Instructions to follow
Set out the lines of the items as a numbered list, leaving out blank lines. Begin at the first line and stop after the line that contains "pixel 133 244".

-- Task inputs start --

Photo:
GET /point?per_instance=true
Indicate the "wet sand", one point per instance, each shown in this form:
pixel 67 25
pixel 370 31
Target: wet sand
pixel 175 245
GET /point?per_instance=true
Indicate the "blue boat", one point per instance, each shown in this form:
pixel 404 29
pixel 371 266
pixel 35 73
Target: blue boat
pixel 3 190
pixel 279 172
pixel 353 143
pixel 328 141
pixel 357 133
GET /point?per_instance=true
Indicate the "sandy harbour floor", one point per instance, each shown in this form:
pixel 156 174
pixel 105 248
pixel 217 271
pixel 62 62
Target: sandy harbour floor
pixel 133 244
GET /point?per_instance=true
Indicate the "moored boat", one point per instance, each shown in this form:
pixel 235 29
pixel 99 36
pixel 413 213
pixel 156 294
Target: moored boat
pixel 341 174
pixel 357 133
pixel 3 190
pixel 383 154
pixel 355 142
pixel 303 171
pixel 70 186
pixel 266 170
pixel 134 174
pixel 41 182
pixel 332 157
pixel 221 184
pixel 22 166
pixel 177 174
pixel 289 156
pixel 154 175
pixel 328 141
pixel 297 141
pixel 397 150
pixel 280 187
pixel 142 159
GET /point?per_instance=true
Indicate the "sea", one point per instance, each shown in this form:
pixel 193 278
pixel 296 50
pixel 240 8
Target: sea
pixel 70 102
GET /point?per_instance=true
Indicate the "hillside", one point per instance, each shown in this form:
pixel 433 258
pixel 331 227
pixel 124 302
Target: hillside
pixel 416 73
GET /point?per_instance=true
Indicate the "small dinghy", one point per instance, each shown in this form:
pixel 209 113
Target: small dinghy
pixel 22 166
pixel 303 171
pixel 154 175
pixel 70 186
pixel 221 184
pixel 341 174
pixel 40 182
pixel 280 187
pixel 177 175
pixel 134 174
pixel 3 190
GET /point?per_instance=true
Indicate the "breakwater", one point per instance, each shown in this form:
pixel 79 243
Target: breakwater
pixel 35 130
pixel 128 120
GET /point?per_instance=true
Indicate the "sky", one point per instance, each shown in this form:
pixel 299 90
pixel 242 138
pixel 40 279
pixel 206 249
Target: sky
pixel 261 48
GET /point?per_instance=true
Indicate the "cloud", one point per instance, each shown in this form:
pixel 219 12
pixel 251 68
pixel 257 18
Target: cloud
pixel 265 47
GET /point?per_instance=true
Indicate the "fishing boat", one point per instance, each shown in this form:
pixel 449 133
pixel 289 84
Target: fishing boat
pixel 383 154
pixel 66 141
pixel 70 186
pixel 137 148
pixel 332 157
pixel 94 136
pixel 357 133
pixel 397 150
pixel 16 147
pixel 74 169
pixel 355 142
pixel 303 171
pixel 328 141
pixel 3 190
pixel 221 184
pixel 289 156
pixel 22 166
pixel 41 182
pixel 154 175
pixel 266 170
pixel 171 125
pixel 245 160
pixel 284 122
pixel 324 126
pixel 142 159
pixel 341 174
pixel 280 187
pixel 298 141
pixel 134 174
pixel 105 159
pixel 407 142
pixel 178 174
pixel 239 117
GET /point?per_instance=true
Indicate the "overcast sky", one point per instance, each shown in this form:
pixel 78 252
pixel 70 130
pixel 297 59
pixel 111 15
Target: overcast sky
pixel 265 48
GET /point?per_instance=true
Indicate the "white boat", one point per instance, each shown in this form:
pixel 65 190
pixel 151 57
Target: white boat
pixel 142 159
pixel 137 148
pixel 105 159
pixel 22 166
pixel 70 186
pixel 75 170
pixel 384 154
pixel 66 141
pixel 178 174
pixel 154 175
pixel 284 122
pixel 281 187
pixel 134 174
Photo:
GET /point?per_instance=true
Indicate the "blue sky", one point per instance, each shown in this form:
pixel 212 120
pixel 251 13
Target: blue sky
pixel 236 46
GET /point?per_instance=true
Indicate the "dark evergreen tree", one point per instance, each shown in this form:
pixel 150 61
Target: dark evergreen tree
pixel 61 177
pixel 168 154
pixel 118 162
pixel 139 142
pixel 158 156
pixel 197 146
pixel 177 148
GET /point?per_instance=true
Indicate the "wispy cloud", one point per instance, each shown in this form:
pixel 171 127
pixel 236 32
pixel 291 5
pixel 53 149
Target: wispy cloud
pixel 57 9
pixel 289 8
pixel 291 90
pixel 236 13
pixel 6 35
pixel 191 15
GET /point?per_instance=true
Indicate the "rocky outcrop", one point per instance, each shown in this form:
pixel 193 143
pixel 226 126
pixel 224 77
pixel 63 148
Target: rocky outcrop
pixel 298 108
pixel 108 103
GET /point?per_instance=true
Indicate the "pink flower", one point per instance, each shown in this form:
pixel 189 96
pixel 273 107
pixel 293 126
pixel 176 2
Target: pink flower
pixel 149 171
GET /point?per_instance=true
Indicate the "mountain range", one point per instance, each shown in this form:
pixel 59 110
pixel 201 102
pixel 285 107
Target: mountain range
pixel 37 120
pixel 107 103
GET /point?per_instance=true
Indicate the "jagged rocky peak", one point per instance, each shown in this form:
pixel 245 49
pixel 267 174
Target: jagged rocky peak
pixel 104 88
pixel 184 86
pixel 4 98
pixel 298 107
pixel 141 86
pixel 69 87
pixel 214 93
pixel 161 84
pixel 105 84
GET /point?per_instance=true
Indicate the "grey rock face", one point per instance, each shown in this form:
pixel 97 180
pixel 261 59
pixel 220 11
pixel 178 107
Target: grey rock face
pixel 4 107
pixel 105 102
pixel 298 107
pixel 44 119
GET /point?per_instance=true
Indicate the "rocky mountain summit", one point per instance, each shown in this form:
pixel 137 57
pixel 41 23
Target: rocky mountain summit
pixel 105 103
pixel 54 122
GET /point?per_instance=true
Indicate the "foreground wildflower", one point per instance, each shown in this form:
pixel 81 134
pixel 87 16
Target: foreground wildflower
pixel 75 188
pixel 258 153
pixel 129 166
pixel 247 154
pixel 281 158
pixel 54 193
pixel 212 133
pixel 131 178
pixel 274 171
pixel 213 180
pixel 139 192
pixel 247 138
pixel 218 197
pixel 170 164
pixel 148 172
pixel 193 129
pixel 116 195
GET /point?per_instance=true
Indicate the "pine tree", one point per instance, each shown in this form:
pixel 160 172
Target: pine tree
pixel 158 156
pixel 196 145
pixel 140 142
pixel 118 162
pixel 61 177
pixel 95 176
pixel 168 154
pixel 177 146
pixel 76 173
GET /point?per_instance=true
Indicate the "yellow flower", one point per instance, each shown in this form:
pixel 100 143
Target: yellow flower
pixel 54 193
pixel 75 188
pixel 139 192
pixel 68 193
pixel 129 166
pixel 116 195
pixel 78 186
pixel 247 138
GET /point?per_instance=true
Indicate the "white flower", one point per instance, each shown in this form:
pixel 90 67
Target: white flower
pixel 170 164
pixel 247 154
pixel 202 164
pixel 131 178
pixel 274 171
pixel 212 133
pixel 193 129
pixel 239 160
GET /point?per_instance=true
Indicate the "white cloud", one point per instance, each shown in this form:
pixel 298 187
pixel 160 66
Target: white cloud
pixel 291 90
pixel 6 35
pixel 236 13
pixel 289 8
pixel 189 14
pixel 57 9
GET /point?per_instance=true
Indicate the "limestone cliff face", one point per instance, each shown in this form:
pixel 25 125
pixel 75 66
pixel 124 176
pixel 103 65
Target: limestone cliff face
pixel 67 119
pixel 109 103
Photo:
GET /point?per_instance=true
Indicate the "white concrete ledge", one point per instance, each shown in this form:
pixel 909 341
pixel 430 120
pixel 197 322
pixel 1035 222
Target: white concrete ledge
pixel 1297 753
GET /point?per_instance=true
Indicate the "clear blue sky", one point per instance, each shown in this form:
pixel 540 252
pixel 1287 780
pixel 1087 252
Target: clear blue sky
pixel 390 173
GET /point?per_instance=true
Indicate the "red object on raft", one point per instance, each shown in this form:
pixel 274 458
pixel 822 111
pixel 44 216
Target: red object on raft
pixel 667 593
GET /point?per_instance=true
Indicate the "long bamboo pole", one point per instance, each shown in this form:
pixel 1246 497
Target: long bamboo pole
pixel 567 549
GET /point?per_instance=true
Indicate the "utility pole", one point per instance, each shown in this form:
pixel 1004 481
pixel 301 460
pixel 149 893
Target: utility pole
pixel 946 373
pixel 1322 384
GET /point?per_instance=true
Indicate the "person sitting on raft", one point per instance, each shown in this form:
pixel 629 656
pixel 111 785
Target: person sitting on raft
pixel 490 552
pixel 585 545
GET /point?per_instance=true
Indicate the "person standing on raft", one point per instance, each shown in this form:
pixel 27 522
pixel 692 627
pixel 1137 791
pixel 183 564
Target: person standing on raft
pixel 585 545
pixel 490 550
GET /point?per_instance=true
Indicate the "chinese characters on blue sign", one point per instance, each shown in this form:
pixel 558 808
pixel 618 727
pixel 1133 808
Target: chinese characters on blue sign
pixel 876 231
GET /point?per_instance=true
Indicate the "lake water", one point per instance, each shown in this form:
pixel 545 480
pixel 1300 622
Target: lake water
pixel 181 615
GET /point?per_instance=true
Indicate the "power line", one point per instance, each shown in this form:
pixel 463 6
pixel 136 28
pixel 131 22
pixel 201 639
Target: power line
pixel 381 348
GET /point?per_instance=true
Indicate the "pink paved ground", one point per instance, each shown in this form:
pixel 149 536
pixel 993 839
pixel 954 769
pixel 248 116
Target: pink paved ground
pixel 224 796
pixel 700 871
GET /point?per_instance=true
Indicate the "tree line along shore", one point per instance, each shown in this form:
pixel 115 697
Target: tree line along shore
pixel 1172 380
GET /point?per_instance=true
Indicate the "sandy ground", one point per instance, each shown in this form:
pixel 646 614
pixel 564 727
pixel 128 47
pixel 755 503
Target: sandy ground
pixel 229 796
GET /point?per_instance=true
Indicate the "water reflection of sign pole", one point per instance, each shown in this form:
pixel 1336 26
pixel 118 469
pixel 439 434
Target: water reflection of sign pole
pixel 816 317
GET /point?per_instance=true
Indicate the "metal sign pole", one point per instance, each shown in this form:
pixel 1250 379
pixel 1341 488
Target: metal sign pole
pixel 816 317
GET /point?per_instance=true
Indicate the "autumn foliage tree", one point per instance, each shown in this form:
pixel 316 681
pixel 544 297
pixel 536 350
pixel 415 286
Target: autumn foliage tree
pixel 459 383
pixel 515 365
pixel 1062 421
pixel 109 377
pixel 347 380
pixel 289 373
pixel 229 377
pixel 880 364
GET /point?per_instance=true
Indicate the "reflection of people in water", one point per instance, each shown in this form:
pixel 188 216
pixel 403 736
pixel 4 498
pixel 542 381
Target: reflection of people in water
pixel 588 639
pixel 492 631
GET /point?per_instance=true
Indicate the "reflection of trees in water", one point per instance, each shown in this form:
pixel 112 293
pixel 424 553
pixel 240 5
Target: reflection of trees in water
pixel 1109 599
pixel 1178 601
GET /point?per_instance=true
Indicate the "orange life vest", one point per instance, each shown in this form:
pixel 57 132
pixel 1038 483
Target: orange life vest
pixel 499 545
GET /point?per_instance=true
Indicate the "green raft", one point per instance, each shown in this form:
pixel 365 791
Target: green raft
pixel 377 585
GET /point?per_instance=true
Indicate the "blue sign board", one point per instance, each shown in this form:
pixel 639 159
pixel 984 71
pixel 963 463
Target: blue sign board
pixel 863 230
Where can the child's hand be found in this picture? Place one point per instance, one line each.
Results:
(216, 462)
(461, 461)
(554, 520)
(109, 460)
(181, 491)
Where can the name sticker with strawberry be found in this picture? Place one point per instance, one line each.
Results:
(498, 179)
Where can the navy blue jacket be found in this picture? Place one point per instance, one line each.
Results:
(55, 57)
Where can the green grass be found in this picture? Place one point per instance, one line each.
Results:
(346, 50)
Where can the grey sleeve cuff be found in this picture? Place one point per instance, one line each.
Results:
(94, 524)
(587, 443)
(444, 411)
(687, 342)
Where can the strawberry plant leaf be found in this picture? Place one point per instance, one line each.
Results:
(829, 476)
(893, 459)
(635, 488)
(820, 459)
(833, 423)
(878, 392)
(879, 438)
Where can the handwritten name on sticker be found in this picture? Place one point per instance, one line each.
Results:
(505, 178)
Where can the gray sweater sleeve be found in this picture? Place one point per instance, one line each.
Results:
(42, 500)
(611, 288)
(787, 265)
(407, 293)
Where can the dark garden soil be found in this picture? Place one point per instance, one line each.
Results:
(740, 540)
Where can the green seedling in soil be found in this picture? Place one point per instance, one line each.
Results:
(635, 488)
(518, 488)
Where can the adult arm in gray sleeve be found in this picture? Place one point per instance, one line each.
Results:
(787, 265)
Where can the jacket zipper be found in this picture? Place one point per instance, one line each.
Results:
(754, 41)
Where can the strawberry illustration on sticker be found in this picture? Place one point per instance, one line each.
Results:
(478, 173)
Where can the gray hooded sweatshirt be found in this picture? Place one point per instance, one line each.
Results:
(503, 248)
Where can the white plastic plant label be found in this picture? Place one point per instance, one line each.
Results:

-- Task inputs end --

Task solution
1. Photo:
2. GET /point?per_instance=true
3. Indicate the "wet sand", one point per instance, each shown in this form:
4. pixel 67 25
5. pixel 370 31
6. Target: wet sand
7. pixel 175 245
8. GET /point?per_instance=true
9. Indicate the "blue boat", one point per instance, each shown in this form:
10. pixel 404 29
11. pixel 371 266
12. pixel 35 73
13. Target: blue boat
14. pixel 3 190
15. pixel 279 172
16. pixel 353 143
17. pixel 328 141
18. pixel 357 133
19. GET /point?per_instance=true
20. Indicate the "sandy harbour floor", one point per instance, each shown in this form:
21. pixel 156 174
22. pixel 105 248
23. pixel 217 271
24. pixel 62 62
25. Target: sandy harbour floor
26. pixel 133 244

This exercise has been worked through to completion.